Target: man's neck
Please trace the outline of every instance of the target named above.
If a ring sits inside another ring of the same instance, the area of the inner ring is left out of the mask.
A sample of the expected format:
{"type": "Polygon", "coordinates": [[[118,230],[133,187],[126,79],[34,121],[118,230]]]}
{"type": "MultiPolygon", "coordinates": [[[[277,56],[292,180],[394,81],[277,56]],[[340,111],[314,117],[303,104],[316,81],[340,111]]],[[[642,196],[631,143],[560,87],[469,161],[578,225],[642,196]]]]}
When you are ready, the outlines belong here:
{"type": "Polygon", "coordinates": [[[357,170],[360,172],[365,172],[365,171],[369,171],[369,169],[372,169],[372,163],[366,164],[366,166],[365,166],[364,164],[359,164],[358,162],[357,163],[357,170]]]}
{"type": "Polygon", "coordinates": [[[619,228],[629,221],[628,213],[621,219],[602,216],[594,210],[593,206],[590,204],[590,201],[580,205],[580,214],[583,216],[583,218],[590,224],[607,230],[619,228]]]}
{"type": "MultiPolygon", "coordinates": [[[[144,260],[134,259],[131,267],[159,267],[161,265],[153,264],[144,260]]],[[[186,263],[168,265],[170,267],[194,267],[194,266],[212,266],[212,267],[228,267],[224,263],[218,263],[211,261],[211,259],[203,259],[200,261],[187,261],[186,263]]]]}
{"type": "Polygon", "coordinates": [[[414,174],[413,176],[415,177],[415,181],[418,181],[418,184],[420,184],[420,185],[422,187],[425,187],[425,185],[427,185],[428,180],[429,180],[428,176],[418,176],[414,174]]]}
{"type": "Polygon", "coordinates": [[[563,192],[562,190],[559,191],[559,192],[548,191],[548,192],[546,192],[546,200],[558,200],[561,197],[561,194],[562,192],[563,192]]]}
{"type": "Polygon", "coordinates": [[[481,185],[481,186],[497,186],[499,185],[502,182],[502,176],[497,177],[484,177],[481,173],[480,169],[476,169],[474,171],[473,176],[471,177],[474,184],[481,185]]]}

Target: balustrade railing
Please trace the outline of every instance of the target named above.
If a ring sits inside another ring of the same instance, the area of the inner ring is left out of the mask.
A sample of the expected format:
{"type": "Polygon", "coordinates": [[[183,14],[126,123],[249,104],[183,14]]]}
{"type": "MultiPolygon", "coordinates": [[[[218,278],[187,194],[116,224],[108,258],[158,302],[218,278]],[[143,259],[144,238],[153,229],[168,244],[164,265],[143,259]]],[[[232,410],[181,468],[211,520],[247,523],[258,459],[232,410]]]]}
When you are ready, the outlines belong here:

____________________

→ **Work instructions**
Format each line of the records above as a Markdown table with the columns Row and Record line, numbering the rows and omitting blank lines.

→ **Response for this exercise**
| Row | Record line |
|---|---|
| 1 | Target: man's neck |
| 2 | Please trace the outline of every instance of the target named above. |
| 3 | If a ring sits inside another ring of the same instance, the area of the inner ring is left out of the mask. |
| 4 | A sample of the expected format: |
| 5 | {"type": "Polygon", "coordinates": [[[118,230],[133,187],[126,79],[34,121],[118,230]]]} |
| 6 | {"type": "MultiPolygon", "coordinates": [[[[277,56],[292,180],[394,81],[277,56]],[[340,111],[314,117],[303,104],[316,81],[340,111]]],[[[642,196],[631,143],[560,87],[469,161],[578,225],[642,196]]]]} |
| 7 | When you are ready, the outlines belong here: |
| 8 | {"type": "Polygon", "coordinates": [[[357,170],[360,172],[365,172],[365,171],[369,171],[369,169],[372,169],[372,163],[366,164],[366,166],[365,166],[364,164],[359,164],[358,162],[357,163],[357,170]]]} |
| 9 | {"type": "Polygon", "coordinates": [[[619,228],[629,221],[628,213],[621,219],[602,216],[594,210],[593,206],[590,204],[590,201],[580,205],[580,214],[583,216],[583,218],[590,224],[607,230],[619,228]]]} |
| 10 | {"type": "MultiPolygon", "coordinates": [[[[144,260],[134,259],[131,267],[159,267],[161,265],[153,264],[144,260]]],[[[186,263],[168,265],[170,267],[194,267],[194,266],[212,266],[212,267],[228,267],[224,263],[218,263],[211,261],[211,259],[203,259],[200,261],[187,261],[186,263]]]]} |
| 11 | {"type": "Polygon", "coordinates": [[[414,174],[413,176],[415,177],[415,181],[418,181],[418,184],[420,184],[420,185],[422,187],[425,187],[425,185],[427,185],[428,180],[429,180],[428,176],[418,176],[414,174]]]} |
| 12 | {"type": "Polygon", "coordinates": [[[563,192],[562,190],[559,191],[559,192],[548,191],[548,192],[546,192],[546,200],[558,200],[561,197],[561,194],[562,192],[563,192]]]} |
| 13 | {"type": "Polygon", "coordinates": [[[481,185],[481,186],[497,186],[499,185],[502,182],[502,176],[497,177],[484,177],[481,173],[480,169],[476,169],[474,171],[473,176],[471,177],[474,184],[481,185]]]} |
| 14 | Target: balustrade railing |
| 15 | Please trace the outline of every instance of the target named above. |
| 16 | If a ring sits inside another ring of the same instance, the area of the inner ring is left out of the mask. |
| 17 | A sample of the expected format: |
| 18 | {"type": "Polygon", "coordinates": [[[183,14],[126,123],[249,104],[183,14]]]} |
| 19 | {"type": "MultiPolygon", "coordinates": [[[[218,278],[187,194],[116,224],[108,258],[158,302],[218,278]],[[143,259],[144,238],[153,229],[168,244],[164,265],[143,259]]],[[[232,410],[181,468],[211,520],[247,523],[258,459],[232,410]]]]} |
| 20 | When you are ready, the outlines belong here: |